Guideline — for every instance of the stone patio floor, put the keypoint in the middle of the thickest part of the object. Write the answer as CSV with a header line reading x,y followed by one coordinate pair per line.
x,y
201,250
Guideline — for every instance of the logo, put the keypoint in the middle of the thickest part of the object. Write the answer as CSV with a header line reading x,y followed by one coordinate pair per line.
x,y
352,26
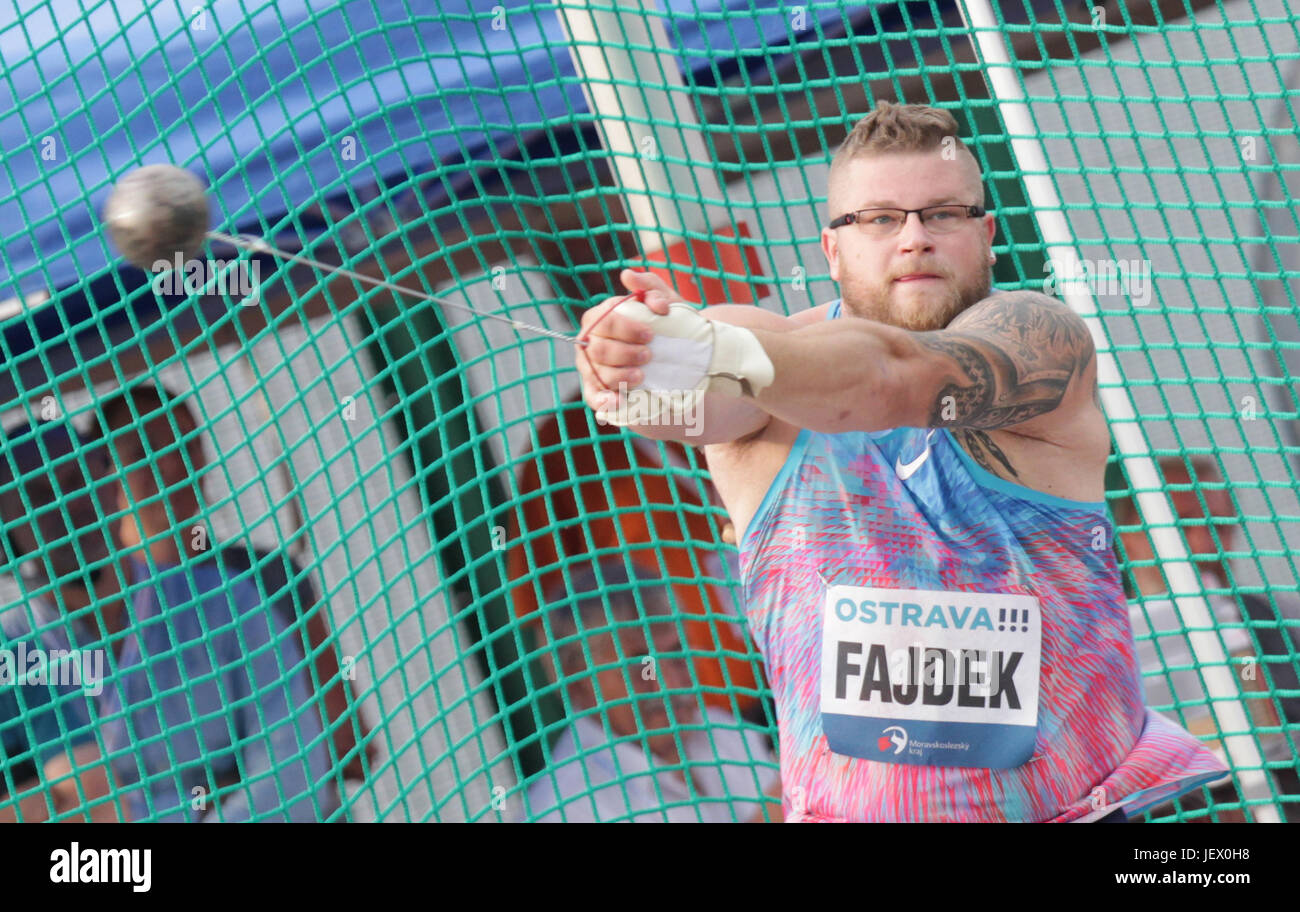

++++

What you have to do:
Can you convert the data, from the line containing "Guideline — for every instance of the logo, put" through the end of the data, into a two-column CSV with the headers instruction and response, one row per item? Put each value in a single quoted field with line breaks replaced by spaces, and leave the pictures out.

Exercise output:
instruction,response
"Guideline — for every instance of the logo, put the keypoint in the middle of the thickest part of the object. Write the answer as CSV with a header line reading x,y followed by one coordinate pair per line.","x,y 352,26"